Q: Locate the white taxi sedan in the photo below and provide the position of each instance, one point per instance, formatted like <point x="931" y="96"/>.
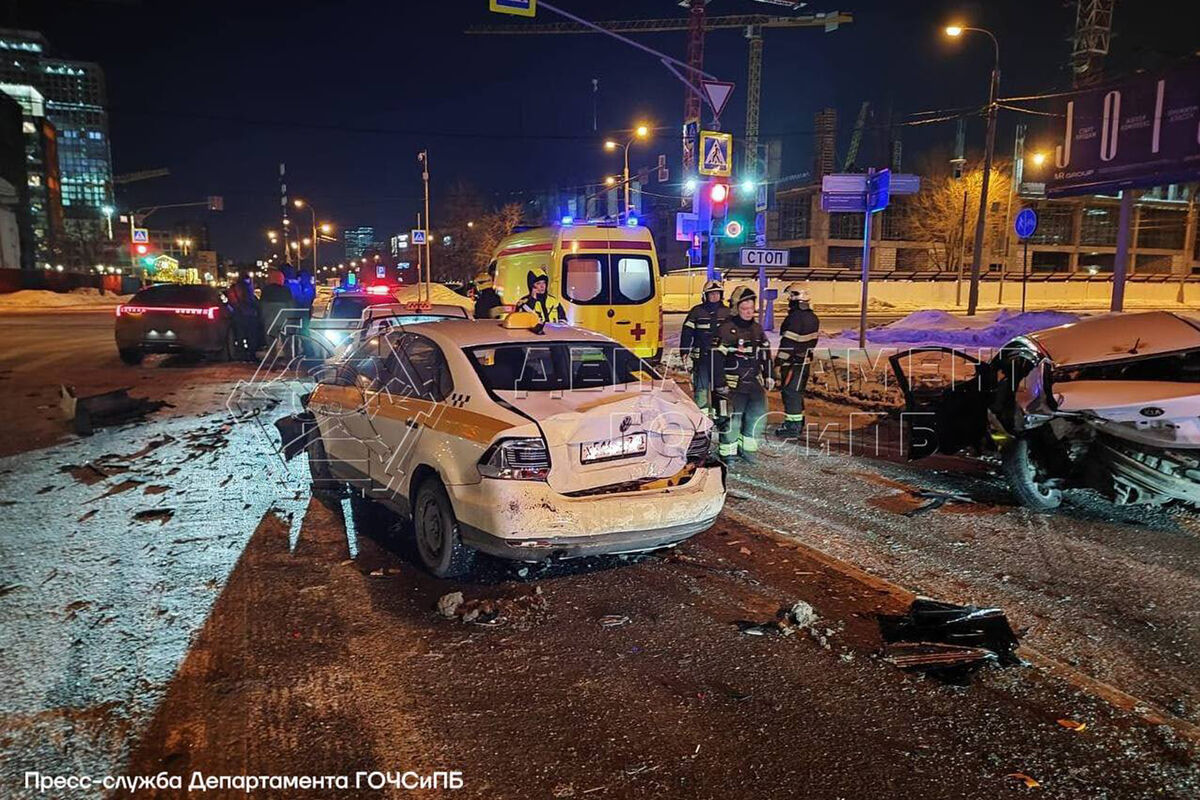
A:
<point x="520" y="440"/>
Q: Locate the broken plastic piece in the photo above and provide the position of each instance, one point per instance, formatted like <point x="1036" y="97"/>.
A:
<point x="87" y="414"/>
<point x="947" y="639"/>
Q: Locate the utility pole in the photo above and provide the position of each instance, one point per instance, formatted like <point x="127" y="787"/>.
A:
<point x="982" y="221"/>
<point x="424" y="157"/>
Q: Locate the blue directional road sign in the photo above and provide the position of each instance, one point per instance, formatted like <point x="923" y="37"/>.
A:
<point x="519" y="7"/>
<point x="1026" y="223"/>
<point x="879" y="190"/>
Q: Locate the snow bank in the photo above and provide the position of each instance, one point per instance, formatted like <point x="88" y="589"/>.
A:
<point x="989" y="330"/>
<point x="438" y="295"/>
<point x="28" y="299"/>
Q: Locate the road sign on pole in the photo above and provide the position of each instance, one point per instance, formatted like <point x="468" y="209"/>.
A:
<point x="718" y="94"/>
<point x="761" y="257"/>
<point x="519" y="7"/>
<point x="1026" y="223"/>
<point x="715" y="154"/>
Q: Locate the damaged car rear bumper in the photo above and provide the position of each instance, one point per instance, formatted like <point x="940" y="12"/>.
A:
<point x="529" y="521"/>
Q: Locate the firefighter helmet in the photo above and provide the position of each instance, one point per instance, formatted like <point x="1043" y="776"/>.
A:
<point x="741" y="295"/>
<point x="798" y="292"/>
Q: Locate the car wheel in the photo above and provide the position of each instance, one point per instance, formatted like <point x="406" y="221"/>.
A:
<point x="438" y="541"/>
<point x="1020" y="468"/>
<point x="323" y="481"/>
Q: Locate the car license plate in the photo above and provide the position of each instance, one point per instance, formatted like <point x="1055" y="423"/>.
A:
<point x="633" y="444"/>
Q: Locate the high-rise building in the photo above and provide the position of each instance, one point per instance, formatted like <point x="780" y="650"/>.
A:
<point x="71" y="97"/>
<point x="358" y="241"/>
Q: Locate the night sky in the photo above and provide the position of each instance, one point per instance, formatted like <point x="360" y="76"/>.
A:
<point x="347" y="92"/>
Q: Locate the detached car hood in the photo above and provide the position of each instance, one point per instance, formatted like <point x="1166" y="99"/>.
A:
<point x="1116" y="337"/>
<point x="573" y="419"/>
<point x="1155" y="413"/>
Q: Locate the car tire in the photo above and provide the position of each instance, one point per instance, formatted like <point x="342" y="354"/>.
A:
<point x="131" y="356"/>
<point x="1020" y="469"/>
<point x="323" y="481"/>
<point x="438" y="541"/>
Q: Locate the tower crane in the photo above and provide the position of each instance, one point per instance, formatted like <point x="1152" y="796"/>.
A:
<point x="695" y="24"/>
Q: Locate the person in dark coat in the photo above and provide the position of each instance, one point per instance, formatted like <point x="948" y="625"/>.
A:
<point x="696" y="341"/>
<point x="798" y="336"/>
<point x="540" y="301"/>
<point x="743" y="353"/>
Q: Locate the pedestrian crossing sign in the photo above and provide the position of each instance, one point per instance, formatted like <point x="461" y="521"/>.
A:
<point x="715" y="154"/>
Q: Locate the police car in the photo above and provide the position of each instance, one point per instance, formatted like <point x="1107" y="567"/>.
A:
<point x="517" y="439"/>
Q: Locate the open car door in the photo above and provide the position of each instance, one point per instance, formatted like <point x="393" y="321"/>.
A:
<point x="946" y="394"/>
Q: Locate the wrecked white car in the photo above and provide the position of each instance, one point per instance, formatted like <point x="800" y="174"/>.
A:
<point x="521" y="440"/>
<point x="1110" y="403"/>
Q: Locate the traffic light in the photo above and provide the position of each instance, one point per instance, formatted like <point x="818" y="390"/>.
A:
<point x="719" y="198"/>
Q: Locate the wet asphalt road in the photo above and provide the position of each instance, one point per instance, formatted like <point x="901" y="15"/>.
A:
<point x="174" y="600"/>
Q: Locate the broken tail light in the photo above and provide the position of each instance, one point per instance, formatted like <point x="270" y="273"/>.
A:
<point x="516" y="459"/>
<point x="699" y="447"/>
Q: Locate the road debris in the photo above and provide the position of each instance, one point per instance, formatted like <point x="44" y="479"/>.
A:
<point x="936" y="499"/>
<point x="1025" y="779"/>
<point x="491" y="612"/>
<point x="946" y="639"/>
<point x="93" y="411"/>
<point x="155" y="515"/>
<point x="449" y="603"/>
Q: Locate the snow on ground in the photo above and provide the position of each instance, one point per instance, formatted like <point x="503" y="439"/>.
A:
<point x="990" y="329"/>
<point x="438" y="295"/>
<point x="36" y="299"/>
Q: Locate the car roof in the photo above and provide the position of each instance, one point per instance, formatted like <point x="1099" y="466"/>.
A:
<point x="405" y="310"/>
<point x="1116" y="337"/>
<point x="473" y="332"/>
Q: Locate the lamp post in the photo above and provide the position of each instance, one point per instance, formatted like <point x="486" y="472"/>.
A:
<point x="989" y="148"/>
<point x="300" y="204"/>
<point x="640" y="132"/>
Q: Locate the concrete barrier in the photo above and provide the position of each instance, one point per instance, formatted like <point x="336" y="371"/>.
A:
<point x="682" y="289"/>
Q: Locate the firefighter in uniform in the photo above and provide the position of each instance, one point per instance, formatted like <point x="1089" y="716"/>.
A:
<point x="540" y="301"/>
<point x="696" y="341"/>
<point x="743" y="353"/>
<point x="798" y="336"/>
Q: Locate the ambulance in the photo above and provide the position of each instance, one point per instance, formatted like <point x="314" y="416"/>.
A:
<point x="606" y="276"/>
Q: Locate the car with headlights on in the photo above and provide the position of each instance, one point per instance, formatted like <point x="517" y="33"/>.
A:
<point x="513" y="438"/>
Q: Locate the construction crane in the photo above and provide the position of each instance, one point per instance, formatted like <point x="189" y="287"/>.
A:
<point x="1093" y="30"/>
<point x="695" y="24"/>
<point x="856" y="139"/>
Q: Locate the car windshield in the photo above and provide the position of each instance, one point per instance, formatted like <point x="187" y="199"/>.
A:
<point x="556" y="366"/>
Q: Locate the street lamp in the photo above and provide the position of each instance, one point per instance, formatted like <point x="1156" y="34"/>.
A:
<point x="640" y="132"/>
<point x="955" y="31"/>
<point x="300" y="204"/>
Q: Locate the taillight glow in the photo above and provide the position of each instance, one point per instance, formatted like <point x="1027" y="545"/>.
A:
<point x="209" y="312"/>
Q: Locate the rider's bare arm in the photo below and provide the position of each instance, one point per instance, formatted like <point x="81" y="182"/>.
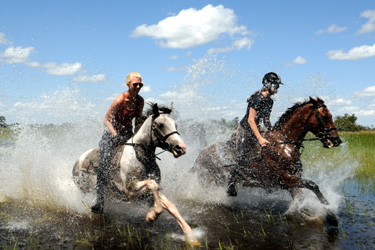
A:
<point x="111" y="113"/>
<point x="252" y="114"/>
<point x="267" y="123"/>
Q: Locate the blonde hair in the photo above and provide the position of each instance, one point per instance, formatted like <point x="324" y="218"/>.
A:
<point x="132" y="74"/>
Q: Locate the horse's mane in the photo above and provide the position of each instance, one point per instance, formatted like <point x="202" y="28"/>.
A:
<point x="162" y="109"/>
<point x="288" y="113"/>
<point x="149" y="112"/>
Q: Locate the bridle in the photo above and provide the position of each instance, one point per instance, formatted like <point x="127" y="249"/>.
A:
<point x="162" y="139"/>
<point x="322" y="134"/>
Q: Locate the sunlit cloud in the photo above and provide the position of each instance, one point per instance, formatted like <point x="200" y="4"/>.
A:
<point x="239" y="44"/>
<point x="365" y="93"/>
<point x="299" y="60"/>
<point x="16" y="54"/>
<point x="3" y="39"/>
<point x="173" y="57"/>
<point x="178" y="68"/>
<point x="146" y="89"/>
<point x="357" y="53"/>
<point x="94" y="78"/>
<point x="370" y="25"/>
<point x="192" y="27"/>
<point x="332" y="29"/>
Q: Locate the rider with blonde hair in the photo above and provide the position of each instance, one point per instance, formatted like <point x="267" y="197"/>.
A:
<point x="118" y="129"/>
<point x="248" y="132"/>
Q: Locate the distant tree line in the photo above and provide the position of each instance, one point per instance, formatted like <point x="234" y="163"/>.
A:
<point x="343" y="123"/>
<point x="348" y="123"/>
<point x="2" y="122"/>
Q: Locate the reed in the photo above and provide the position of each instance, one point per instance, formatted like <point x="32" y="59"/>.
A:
<point x="356" y="146"/>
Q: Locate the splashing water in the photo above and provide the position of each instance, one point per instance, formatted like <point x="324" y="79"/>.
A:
<point x="37" y="166"/>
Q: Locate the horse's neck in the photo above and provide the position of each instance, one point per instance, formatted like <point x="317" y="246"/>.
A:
<point x="295" y="128"/>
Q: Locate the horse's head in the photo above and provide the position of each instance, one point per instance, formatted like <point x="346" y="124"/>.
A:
<point x="322" y="125"/>
<point x="164" y="131"/>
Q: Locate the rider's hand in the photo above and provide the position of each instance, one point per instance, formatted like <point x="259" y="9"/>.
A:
<point x="263" y="142"/>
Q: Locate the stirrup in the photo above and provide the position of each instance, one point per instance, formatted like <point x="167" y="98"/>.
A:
<point x="232" y="190"/>
<point x="97" y="208"/>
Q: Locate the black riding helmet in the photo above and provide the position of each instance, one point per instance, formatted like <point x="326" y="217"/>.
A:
<point x="270" y="80"/>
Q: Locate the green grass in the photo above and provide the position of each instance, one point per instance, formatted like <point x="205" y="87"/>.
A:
<point x="362" y="146"/>
<point x="356" y="146"/>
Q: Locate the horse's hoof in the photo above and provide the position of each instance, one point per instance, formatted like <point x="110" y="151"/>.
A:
<point x="151" y="217"/>
<point x="332" y="220"/>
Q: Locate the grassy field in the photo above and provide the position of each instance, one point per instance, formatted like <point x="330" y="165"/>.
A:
<point x="358" y="147"/>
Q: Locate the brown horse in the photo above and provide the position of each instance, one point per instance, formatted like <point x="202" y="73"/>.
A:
<point x="278" y="165"/>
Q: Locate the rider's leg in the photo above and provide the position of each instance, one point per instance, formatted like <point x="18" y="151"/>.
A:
<point x="243" y="146"/>
<point x="106" y="145"/>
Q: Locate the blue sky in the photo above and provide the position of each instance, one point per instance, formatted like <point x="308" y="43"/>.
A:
<point x="63" y="60"/>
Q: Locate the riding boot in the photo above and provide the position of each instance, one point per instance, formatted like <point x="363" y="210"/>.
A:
<point x="231" y="191"/>
<point x="100" y="184"/>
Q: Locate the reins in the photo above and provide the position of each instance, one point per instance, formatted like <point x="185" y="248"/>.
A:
<point x="299" y="144"/>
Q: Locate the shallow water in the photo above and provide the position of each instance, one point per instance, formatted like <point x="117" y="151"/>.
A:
<point x="47" y="211"/>
<point x="235" y="225"/>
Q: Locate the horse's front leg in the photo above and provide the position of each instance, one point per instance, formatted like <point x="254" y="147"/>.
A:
<point x="303" y="183"/>
<point x="330" y="217"/>
<point x="140" y="188"/>
<point x="171" y="208"/>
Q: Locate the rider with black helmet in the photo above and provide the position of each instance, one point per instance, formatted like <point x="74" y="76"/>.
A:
<point x="248" y="132"/>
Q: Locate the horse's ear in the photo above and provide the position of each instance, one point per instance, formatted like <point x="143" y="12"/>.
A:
<point x="171" y="107"/>
<point x="155" y="110"/>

§ **Task description**: From the line with "Q: Locate the horse's front" to the last line of the material, give every line again exactly, and only those lines.

§ **Result of this exercise**:
Q: Locate the horse's front leg in the photo above and provide the position of each instance, one point per instance, formatted like <point x="254" y="147"/>.
A:
<point x="303" y="183"/>
<point x="330" y="217"/>
<point x="140" y="188"/>
<point x="171" y="208"/>
Q: Locate the rider with black helmet in the photo above and provide the position of each instance, one point per instance, formatted like <point x="74" y="76"/>.
A:
<point x="248" y="132"/>
Q: Locate the horse's ear in the photo above and provide the position of each instance, one point per instance, formatted like <point x="143" y="12"/>.
A:
<point x="171" y="107"/>
<point x="155" y="110"/>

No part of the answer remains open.